> Instruction
Rewrite every one of the rows below, changing "Carefully inspect" to "Closely examine" wherever it appears and leaving everything else as it is. Don't include the pictures in your answer.

> Recorded information
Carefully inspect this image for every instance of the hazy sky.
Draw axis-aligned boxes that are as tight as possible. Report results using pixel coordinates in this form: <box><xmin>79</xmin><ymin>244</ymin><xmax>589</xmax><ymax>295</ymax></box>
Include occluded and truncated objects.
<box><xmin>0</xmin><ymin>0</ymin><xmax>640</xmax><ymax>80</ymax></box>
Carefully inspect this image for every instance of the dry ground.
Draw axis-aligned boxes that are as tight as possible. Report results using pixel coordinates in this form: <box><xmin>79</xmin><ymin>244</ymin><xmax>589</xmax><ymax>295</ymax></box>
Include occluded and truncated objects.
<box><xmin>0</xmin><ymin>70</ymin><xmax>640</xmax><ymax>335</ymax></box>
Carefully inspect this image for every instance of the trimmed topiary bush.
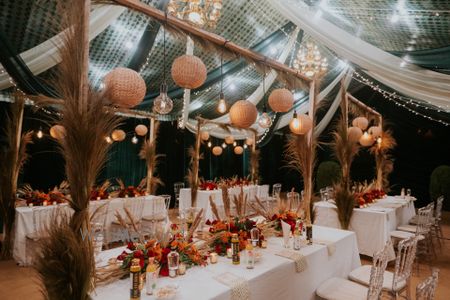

> Exercise output
Closely examine this image for every instance of the hazy sky.
Draw axis-aligned boxes that are as tight as possible. Report results using pixel coordinates in this form: <box><xmin>79</xmin><ymin>244</ymin><xmax>589</xmax><ymax>295</ymax></box>
Include occluded and truncated objects.
<box><xmin>0</xmin><ymin>0</ymin><xmax>640</xmax><ymax>80</ymax></box>
Closely examine this image for every instance of the dry ground.
Draw axis-aligned boxes that are as tight as possible. Report results using pixel coordinates in this form: <box><xmin>79</xmin><ymin>244</ymin><xmax>589</xmax><ymax>295</ymax></box>
Include occluded and truncated objects.
<box><xmin>0</xmin><ymin>70</ymin><xmax>640</xmax><ymax>335</ymax></box>
Closely examine this image for every instance of the trimmed topiary bush.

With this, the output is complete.